■ TASK DETAILS
Turn the records below into a numbered list with one line per item, skipping any blank lines and leaving out the pictures.

■ RECORDS FOR THE EXERCISE

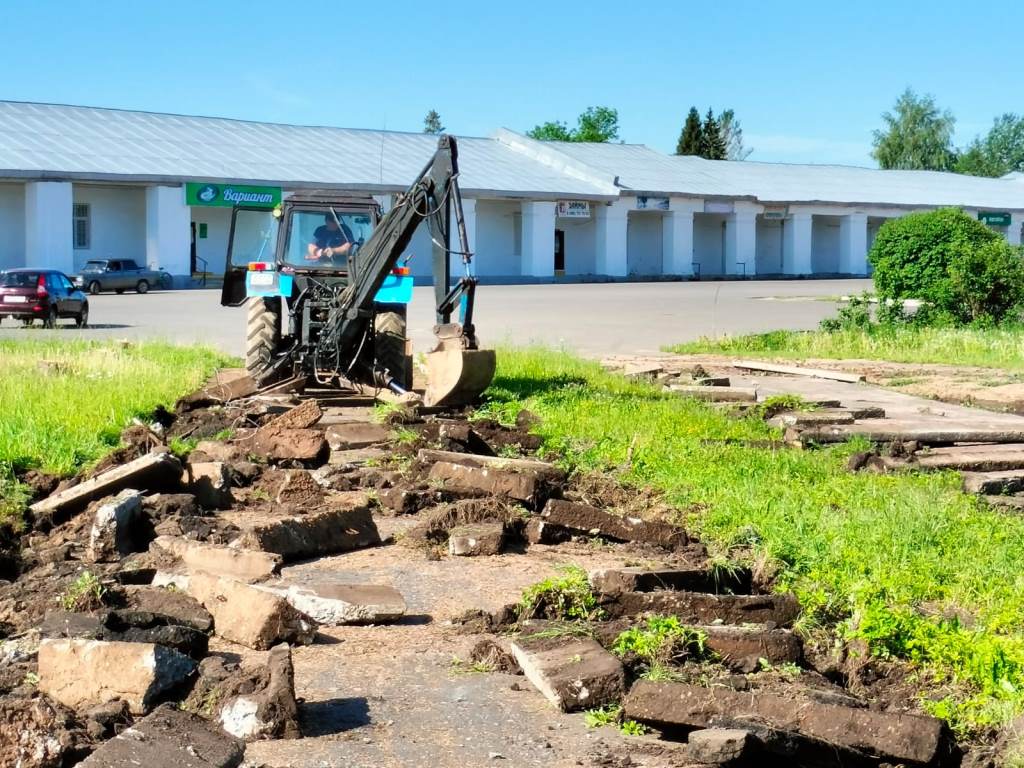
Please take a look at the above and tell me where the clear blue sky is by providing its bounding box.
[0,0,1024,165]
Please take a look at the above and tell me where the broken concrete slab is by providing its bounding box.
[328,447,388,469]
[667,384,758,402]
[79,705,245,768]
[181,462,234,509]
[590,567,752,595]
[428,462,543,506]
[150,536,284,582]
[0,696,87,768]
[511,638,626,712]
[233,492,381,562]
[623,680,950,766]
[256,584,406,627]
[449,522,505,557]
[686,728,757,765]
[187,572,316,650]
[694,624,804,672]
[416,449,565,482]
[601,590,800,627]
[85,488,144,562]
[125,587,213,632]
[327,422,391,451]
[263,399,324,429]
[39,639,196,715]
[964,469,1024,495]
[541,499,689,548]
[245,426,327,462]
[258,469,324,512]
[218,644,302,741]
[29,453,181,521]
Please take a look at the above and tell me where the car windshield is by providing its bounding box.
[0,272,39,288]
[284,208,374,270]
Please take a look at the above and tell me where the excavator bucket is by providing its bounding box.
[423,349,497,406]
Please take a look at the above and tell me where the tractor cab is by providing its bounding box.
[220,191,412,306]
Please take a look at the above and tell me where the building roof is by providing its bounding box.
[495,129,1024,210]
[0,101,618,199]
[0,101,1024,211]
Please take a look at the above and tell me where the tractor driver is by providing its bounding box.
[306,211,355,261]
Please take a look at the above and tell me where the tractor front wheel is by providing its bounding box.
[374,304,413,389]
[246,296,281,385]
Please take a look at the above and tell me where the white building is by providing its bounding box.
[0,101,1024,284]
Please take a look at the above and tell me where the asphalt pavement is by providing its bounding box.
[0,280,870,356]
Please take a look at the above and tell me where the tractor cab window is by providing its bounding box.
[285,208,373,269]
[230,208,278,268]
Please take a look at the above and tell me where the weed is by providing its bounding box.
[59,570,106,612]
[519,565,603,621]
[618,720,647,736]
[667,324,1024,371]
[583,705,623,728]
[611,616,708,669]
[486,346,1024,733]
[452,656,495,675]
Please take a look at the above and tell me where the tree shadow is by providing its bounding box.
[299,696,371,737]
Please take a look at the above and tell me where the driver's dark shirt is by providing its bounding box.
[313,221,355,248]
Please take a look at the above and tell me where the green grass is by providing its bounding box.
[0,341,229,518]
[486,349,1024,734]
[667,326,1024,371]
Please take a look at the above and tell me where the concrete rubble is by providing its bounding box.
[512,638,626,712]
[0,370,991,768]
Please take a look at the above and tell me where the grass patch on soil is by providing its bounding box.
[666,325,1024,371]
[0,340,229,520]
[486,349,1024,735]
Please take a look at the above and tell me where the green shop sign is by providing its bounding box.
[185,181,281,208]
[978,211,1010,226]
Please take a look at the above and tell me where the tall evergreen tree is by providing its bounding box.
[700,108,726,160]
[676,106,703,155]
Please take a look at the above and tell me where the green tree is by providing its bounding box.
[871,88,956,171]
[574,106,618,142]
[956,113,1024,176]
[423,110,444,133]
[676,106,701,155]
[700,108,726,160]
[526,120,575,141]
[718,110,754,160]
[526,106,618,142]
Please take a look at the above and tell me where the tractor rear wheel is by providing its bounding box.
[374,304,413,389]
[246,296,281,386]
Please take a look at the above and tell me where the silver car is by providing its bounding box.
[75,259,171,294]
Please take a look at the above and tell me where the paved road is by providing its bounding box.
[0,280,870,355]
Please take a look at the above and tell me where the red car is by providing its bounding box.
[0,269,89,328]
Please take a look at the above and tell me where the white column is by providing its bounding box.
[662,200,693,278]
[839,213,867,275]
[145,186,191,278]
[522,202,555,278]
[25,181,75,274]
[1007,213,1024,246]
[725,203,758,275]
[782,213,814,274]
[594,198,632,278]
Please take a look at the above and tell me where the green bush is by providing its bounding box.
[868,208,1024,325]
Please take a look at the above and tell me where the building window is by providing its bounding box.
[74,203,92,249]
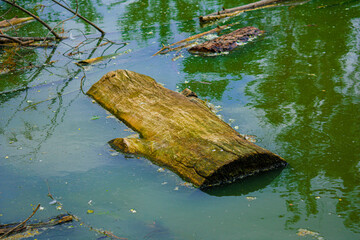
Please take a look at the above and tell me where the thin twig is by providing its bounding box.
[153,23,237,56]
[1,0,64,40]
[0,34,24,45]
[51,0,105,35]
[0,204,40,239]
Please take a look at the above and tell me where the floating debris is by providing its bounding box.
[297,228,325,240]
[246,196,256,201]
[86,209,94,214]
[157,168,165,172]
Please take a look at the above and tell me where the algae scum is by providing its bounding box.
[0,0,360,240]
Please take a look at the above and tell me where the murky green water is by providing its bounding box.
[0,0,360,240]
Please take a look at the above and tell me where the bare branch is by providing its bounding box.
[0,204,40,239]
[1,0,64,40]
[51,0,105,35]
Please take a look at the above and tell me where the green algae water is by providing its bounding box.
[0,0,360,240]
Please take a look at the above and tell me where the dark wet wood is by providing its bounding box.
[87,70,286,187]
[189,27,264,53]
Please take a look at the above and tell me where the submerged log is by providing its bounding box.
[189,27,264,53]
[0,17,34,28]
[87,70,286,187]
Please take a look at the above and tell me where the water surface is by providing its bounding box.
[0,0,360,240]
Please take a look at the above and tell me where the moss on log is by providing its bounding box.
[189,27,264,54]
[87,70,286,187]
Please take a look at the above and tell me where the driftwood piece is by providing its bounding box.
[199,0,285,23]
[0,17,34,28]
[189,27,264,53]
[153,24,234,56]
[87,70,286,187]
[0,215,75,239]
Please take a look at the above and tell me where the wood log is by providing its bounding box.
[87,70,286,188]
[189,27,264,54]
[199,0,285,23]
[0,17,34,28]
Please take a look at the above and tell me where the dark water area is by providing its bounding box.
[0,0,360,240]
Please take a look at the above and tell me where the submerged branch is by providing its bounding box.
[1,0,64,40]
[0,204,40,239]
[153,23,237,56]
[199,0,287,23]
[51,0,105,35]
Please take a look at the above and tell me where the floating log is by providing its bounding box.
[189,27,264,54]
[0,17,34,28]
[0,214,75,239]
[199,0,285,23]
[87,70,286,188]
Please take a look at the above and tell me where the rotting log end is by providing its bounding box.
[87,70,286,188]
[200,152,287,188]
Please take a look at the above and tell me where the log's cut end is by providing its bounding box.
[87,70,286,188]
[189,27,264,54]
[200,152,287,188]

■ REPLY
1. Please take a look at the above and tell me where the clear blue sky is by providing its bounding box.
2. [0,0,1024,165]
3. Please take a look at the above and tell me where the broken concrete slab is by providing its bounding box.
4. [328,447,388,469]
5. [667,384,758,402]
6. [79,705,245,768]
7. [181,462,234,509]
8. [590,567,752,595]
9. [428,462,543,506]
10. [150,536,284,582]
11. [0,696,87,768]
12. [511,638,626,712]
13. [233,492,381,562]
14. [623,680,950,766]
15. [256,584,406,627]
16. [449,522,505,557]
17. [686,728,757,765]
18. [187,572,316,650]
19. [694,624,804,672]
20. [416,449,565,482]
21. [601,590,800,627]
22. [85,488,144,562]
23. [125,587,213,632]
24. [327,422,391,451]
25. [263,399,324,429]
26. [39,639,196,715]
27. [964,469,1024,495]
28. [541,499,689,548]
29. [245,426,327,462]
30. [258,469,324,512]
31. [218,644,302,741]
32. [29,453,181,521]
33. Please take a look at the above and tell me where the car windshield is by providing its bounding box.
34. [0,272,39,288]
35. [284,208,374,270]
36. Please take a look at the above and tell me where the excavator bucket is by providing its bounding box.
37. [423,349,497,406]
38. Please take a look at the above and tell me where the tractor cab is by providing its bounding box.
39. [220,191,412,306]
40. Please take a look at the above and tell me where the building roof is by providing its bounding box.
41. [495,129,1024,210]
42. [0,101,618,199]
43. [0,101,1024,211]
44. Please take a look at the above and tell me where the tractor driver is by providing its bounding box.
45. [306,211,355,261]
46. Please take a look at the above and tell me where the tractor front wheel is by providing its bounding box.
47. [374,304,413,389]
48. [246,296,281,385]
49. Please take a look at the above and tell me where the white building is by providing its bounding box.
50. [0,101,1024,284]
51. Please take a look at the above and tell me where the asphalt pavement is by providing its bounding box.
52. [0,280,870,356]
53. Please take a look at the above and tell me where the tractor cab window is by providing its bounding box.
54. [285,208,373,269]
55. [230,208,278,268]
56. Please take a look at the above and tell me where the weed is by providing its bounding box.
57. [59,570,106,612]
58. [519,565,603,621]
59. [618,720,647,736]
60. [667,324,1024,371]
61. [583,705,623,728]
62. [611,616,708,669]
63. [486,346,1024,733]
64. [452,656,495,675]
65. Please take a look at the above and tell me where the tree shadow is by providing its bounding box.
66. [299,696,371,737]
67. Please take a look at the above and tell me where the driver's dark shirt is by providing its bounding box.
68. [313,221,355,248]
69. Please take a look at the above and tell me where the green grass is by providing its bounding box.
70. [0,341,229,518]
71. [486,349,1024,734]
72. [667,326,1024,371]
73. Please take a look at the above and tell me where the concrete rubble is by providing its bounding box.
74. [512,638,626,712]
75. [0,370,991,768]
76. Please take a look at the above and tell me where the grass patch on soil is by providing its bounding box.
77. [666,325,1024,371]
78. [0,340,229,520]
79. [486,349,1024,735]
80. Please take a look at the above and tell me where the green shop sign is by providing its bounding box.
81. [185,181,281,208]
82. [978,211,1010,226]
83. Please take a look at the above and tell me where the tall evergreen tree is by providing its bounding box.
84. [700,108,726,160]
85. [676,106,703,155]
86. Please take a look at the above and tell me where the green tree is by providing its bounding box.
87. [871,88,956,171]
88. [574,106,618,142]
89. [956,113,1024,176]
90. [423,110,444,133]
91. [676,106,701,155]
92. [700,108,726,160]
93. [526,120,575,141]
94. [718,110,754,160]
95. [526,106,618,142]
96. Please take a look at the above and tell me where the tractor rear wheel is by providing its bounding box.
97. [374,304,413,389]
98. [246,296,281,386]
99. Please take a look at the above and tell me where the silver car is by providing its bounding box.
100. [75,259,171,294]
101. Please take a look at the above and tell me where the paved road is by providing its bounding box.
102. [0,280,870,355]
103. Please take a look at the above and tell me where the red car is by providing its bounding box.
104. [0,269,89,328]
105. Please take a look at the above and tell me where the white column is by providing its bounding box.
106. [662,200,693,278]
107. [839,213,867,275]
108. [145,186,191,278]
109. [522,202,555,278]
110. [25,181,75,274]
111. [1007,213,1024,246]
112. [725,203,758,275]
113. [782,213,814,274]
114. [594,198,632,278]
115. Please take a look at the above and tell me where the green bush is by providing its bounding box.
116. [868,208,1024,325]
117. Please take a look at the above and tell me where the building window is by providing its bounding box.
118. [74,203,92,249]
119. Please take a look at the above and tell me where the thin twig is by providing its bounding box.
120. [153,23,237,56]
121. [1,0,64,40]
122. [0,34,24,45]
123. [51,0,105,35]
124. [0,204,40,239]
125. Please take a look at the above and tell me where the floating debris is by providing its bounding box.
126. [297,228,325,240]
127. [246,196,256,201]
128. [86,209,94,214]
129. [157,168,165,172]
130. Please take a look at the above and tell me where the algae scum is by providing its bounding box.
131. [0,0,360,240]
132. Please take a look at the above and tell me where the murky green water is by providing its bounding box.
133. [0,0,360,240]
134. Please take a look at the above and tell me where the bare branch is by providing its bounding box.
135. [0,204,40,239]
136. [1,0,64,40]
137. [51,0,105,35]
138. Please take a look at the above and tell me where the green algae water is by providing its bounding box.
139. [0,0,360,240]
140. Please take a look at the above and tell me where the dark wet wood is by providing its bounding box.
141. [87,70,286,187]
142. [189,27,264,53]
143. Please take a look at the above and tell me where the submerged log is by providing its bounding box.
144. [189,27,264,53]
145. [0,17,34,28]
146. [87,70,286,187]
147. Please take a look at the above and tell me where the water surface is by providing its bounding box.
148. [0,0,360,240]
149. Please take a look at the above and tell me where the moss on log is by providing its bounding box.
150. [189,27,264,54]
151. [87,70,286,187]
152. Please take a look at the above and tell me where the driftwood piece is by providing its bounding box.
153. [199,0,285,23]
154. [0,17,34,28]
155. [189,27,264,53]
156. [153,24,234,56]
157. [87,70,286,187]
158. [0,215,75,239]
159. Please take a look at the above and tell me where the wood log is by providing its bounding box.
160. [87,70,286,188]
161. [189,27,264,54]
162. [199,0,285,23]
163. [0,17,34,28]
164. Please take a look at the above and tell me where the dark water area is by providing its bounding box.
165. [0,0,360,240]
166. Please take a look at the above and tell me where the submerged branch is by providing its bounding box.
167. [1,0,64,40]
168. [0,204,40,239]
169. [153,23,237,56]
170. [199,0,287,23]
171. [51,0,105,35]
172. Please take a look at the above and tell me where the floating log is by providing its bounding box.
173. [189,27,264,54]
174. [0,17,34,28]
175. [0,214,75,239]
176. [199,0,285,23]
177. [87,70,286,188]
178. Please take a look at the above and tell me where the rotting log end is by providing its bounding box.
179. [87,70,286,188]
180. [200,152,287,188]
181. Please take a look at the above and tell me where the log's cut end is by providing its bounding box.
182. [87,70,286,188]
183. [189,27,264,54]
184. [200,152,287,188]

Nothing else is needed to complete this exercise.